= WHAT YOU NEED TO DO =
Copy out the full listing below, word for word and line for line.

= DATA SUPPLIED =
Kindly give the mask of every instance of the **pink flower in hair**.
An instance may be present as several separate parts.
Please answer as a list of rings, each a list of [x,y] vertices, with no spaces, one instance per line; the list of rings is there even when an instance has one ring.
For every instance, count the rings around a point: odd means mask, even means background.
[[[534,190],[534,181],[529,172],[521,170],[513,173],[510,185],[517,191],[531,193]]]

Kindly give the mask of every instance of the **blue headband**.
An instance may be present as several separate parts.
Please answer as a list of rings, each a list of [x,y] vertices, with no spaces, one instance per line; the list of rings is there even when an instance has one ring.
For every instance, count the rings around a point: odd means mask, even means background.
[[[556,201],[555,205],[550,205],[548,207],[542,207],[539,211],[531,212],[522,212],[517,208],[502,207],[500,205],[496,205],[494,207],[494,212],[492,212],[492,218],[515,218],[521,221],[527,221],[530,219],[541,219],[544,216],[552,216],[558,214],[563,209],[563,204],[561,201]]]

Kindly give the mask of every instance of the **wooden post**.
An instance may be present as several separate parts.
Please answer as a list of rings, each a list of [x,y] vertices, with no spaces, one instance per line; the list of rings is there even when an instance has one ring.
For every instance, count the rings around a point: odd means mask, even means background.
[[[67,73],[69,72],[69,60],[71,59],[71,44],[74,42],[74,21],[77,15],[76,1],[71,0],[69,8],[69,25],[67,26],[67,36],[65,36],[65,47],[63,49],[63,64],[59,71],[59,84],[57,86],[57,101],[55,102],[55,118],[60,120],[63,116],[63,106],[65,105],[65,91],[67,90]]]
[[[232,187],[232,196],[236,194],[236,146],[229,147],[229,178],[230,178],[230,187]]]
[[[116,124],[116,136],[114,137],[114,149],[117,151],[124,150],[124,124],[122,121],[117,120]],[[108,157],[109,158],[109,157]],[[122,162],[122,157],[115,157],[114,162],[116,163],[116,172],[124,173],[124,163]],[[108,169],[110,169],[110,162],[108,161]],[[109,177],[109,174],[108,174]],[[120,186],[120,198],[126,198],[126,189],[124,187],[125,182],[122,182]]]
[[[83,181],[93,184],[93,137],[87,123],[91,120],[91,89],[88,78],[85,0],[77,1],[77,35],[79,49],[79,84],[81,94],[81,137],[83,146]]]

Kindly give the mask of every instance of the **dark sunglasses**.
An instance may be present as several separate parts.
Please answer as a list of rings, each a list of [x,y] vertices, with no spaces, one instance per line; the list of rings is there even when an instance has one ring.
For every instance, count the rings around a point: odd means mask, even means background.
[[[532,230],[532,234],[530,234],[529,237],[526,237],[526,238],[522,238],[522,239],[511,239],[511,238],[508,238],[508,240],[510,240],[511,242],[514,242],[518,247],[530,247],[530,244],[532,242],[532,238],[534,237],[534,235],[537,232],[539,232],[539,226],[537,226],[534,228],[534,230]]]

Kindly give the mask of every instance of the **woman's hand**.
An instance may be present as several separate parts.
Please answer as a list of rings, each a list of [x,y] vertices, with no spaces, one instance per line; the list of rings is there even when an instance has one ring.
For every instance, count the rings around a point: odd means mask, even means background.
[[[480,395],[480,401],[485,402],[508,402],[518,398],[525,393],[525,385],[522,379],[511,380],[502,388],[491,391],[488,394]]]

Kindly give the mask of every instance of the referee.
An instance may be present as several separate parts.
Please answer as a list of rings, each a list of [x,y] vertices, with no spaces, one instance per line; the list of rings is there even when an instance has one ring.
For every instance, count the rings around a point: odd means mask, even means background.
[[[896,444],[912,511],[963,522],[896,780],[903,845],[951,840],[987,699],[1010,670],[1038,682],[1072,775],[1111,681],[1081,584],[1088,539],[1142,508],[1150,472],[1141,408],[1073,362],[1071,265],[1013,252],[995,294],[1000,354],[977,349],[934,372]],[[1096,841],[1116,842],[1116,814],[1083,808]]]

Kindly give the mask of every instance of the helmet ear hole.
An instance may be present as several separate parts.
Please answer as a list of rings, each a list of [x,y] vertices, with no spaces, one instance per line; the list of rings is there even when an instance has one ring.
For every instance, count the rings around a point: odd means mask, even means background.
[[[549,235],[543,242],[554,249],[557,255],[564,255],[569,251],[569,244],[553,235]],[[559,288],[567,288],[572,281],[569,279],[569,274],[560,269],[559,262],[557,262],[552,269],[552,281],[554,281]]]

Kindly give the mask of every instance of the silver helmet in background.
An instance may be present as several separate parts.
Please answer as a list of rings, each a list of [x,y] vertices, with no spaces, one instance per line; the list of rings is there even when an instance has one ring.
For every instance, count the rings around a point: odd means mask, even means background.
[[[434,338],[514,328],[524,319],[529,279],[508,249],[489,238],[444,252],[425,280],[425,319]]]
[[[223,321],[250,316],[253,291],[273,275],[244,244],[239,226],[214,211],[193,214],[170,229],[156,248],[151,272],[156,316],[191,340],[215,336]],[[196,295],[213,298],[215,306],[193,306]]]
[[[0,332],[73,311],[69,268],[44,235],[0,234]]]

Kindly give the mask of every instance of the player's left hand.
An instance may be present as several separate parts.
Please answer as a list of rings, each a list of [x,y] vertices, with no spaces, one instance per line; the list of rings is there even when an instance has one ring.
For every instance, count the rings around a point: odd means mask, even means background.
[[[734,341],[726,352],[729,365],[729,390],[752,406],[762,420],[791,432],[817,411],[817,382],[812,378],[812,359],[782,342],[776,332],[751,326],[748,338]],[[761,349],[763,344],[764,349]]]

= WORKED ANSWER =
Kindly give the mask of every instance of the **pink flower in hair**.
An instance may be present as several separate parts.
Please answer as a list of rings, each a list of [x,y] vertices, with no spaces, one instance per line; the list of rings is there even when an instance has one ring.
For every instance, count the rings around a point: odd means mask, even means background.
[[[534,190],[534,181],[529,172],[521,170],[513,173],[510,185],[517,191],[531,193]]]

Kindly give the mask of every instance of the **blue headband**.
An instance may be present as several separate parts.
Please answer as a list of rings, each a list of [x,y] vertices, with no spaces, one instance per line; the list of rings is there even when an instance has one ring.
For every instance, count the rings around a point: odd means mask, even means background.
[[[556,201],[555,205],[550,205],[548,207],[542,207],[539,211],[531,212],[522,212],[517,208],[502,207],[500,205],[496,205],[494,207],[494,212],[492,212],[492,218],[515,218],[521,221],[527,221],[530,219],[541,219],[544,216],[552,216],[558,214],[563,209],[563,204],[561,201]]]

Kindly give the mask of every instance of the **wooden post**.
An instance may be present as several separate parts.
Please answer as a list of rings, each a list of [x,y] vertices, with no spaces, one instance per line; the list of rings is there even when an instance has one ring.
For every instance, count the rings around a point: odd means mask, even means background.
[[[67,73],[69,72],[69,60],[71,59],[71,44],[74,42],[74,21],[77,15],[76,1],[71,0],[69,8],[69,25],[67,26],[67,36],[65,36],[65,47],[63,49],[63,64],[59,71],[59,84],[57,86],[57,101],[55,102],[55,118],[60,120],[63,116],[63,106],[65,105],[65,91],[67,90]]]
[[[232,187],[232,196],[236,194],[236,146],[229,147],[229,178],[230,178],[230,187]]]
[[[116,124],[116,136],[114,137],[114,149],[117,151],[124,150],[124,124],[122,121],[117,120]],[[108,157],[109,158],[109,157]],[[122,162],[122,157],[115,157],[114,162],[116,163],[116,172],[124,173],[124,163]],[[108,169],[110,169],[110,162],[108,161]],[[109,177],[109,174],[108,174]],[[120,186],[120,198],[126,198],[126,189],[124,187],[125,182],[122,182]]]
[[[83,181],[93,184],[93,137],[87,123],[91,120],[91,89],[88,78],[85,0],[77,1],[77,35],[79,49],[79,84],[81,94],[81,137],[83,146]]]

Kindly give the mask of every instance of the **dark sunglasses**.
An instance may be present as several separate parts.
Please answer as a list of rings, each a list of [x,y] vertices, with no spaces, one instance per line; the list of rings is there even when an instance has one ring.
For every instance, count the rings around a point: odd means mask, even means background.
[[[532,230],[532,234],[530,234],[529,237],[526,237],[526,238],[522,238],[522,239],[511,239],[511,238],[508,238],[508,240],[510,240],[511,242],[514,242],[518,247],[530,247],[530,244],[532,242],[532,238],[534,237],[534,235],[537,232],[539,232],[539,226],[537,226],[534,228],[534,230]]]

Kindly give the mask of every instance of the **woman's hand**.
An instance may be present as several separate parts.
Please answer as a list of rings, each a list of [x,y] vertices, with no spaces, one instance per line; the list of rings is there even when an instance has one ring.
For every instance, count the rings around a point: odd means mask, even means background.
[[[480,395],[480,401],[485,402],[508,402],[518,398],[525,393],[525,385],[522,379],[511,380],[502,388],[491,391],[488,394]]]

Kindly give the mask of every instance of the referee.
An instance may be present as several separate parts.
Please answer as a list of rings, each a list of [x,y] vertices, with no spaces, one instance per line; the list of rings is there even when an instance has one ring.
For every instance, count the rings around a point: odd means mask, even means background.
[[[896,444],[912,511],[963,522],[896,780],[903,845],[951,840],[987,699],[1010,670],[1038,682],[1072,775],[1111,681],[1081,584],[1088,539],[1142,508],[1150,472],[1141,408],[1073,362],[1071,265],[1013,252],[995,294],[1000,354],[977,349],[934,372]],[[1096,841],[1116,842],[1116,814],[1083,808]]]

Kindly give the mask of every instance of the helmet ear hole.
An instance may be present as several separate parts.
Please answer as a list of rings, each a list of [x,y] vertices, with no spaces, one instance per line; the list of rings is there even when an instance has one ring.
For every instance, count the rings around a point: odd means mask, even means background.
[[[549,235],[543,242],[554,249],[557,255],[564,255],[569,251],[569,244],[553,235]],[[559,288],[567,288],[572,281],[569,279],[569,274],[560,269],[559,262],[557,262],[552,269],[552,281],[554,281]]]

Kindly give the mask of every instance of the silver helmet in background.
An instance may be present as several separate parts.
Please answer as a list of rings, each a list of [x,y] vertices, with no spaces, one instance per line; the list of rings is there even when an instance has one ring.
For every instance, count the rings around a point: odd means mask, even means background.
[[[434,338],[514,328],[524,319],[529,279],[508,249],[489,238],[444,252],[425,280],[425,319]]]
[[[223,321],[250,316],[253,291],[273,275],[244,244],[239,226],[214,211],[193,214],[170,229],[156,248],[151,272],[156,316],[191,340],[215,336]],[[196,295],[213,298],[215,306],[193,306]]]
[[[0,332],[73,311],[69,268],[44,235],[0,234]]]

Kindly give the mask of every instance of the player's left hand.
An instance may be present as several separate parts.
Please answer as a list of rings, each a list of [x,y] vertices, with no spaces, one instance per line; the list of rings is there even when an instance has one ring.
For every instance, count the rings around a point: odd means mask, even means background.
[[[734,341],[726,352],[729,365],[729,390],[752,406],[762,420],[791,432],[817,411],[817,382],[812,378],[812,359],[782,342],[776,332],[751,326],[748,338]],[[761,349],[763,344],[764,349]]]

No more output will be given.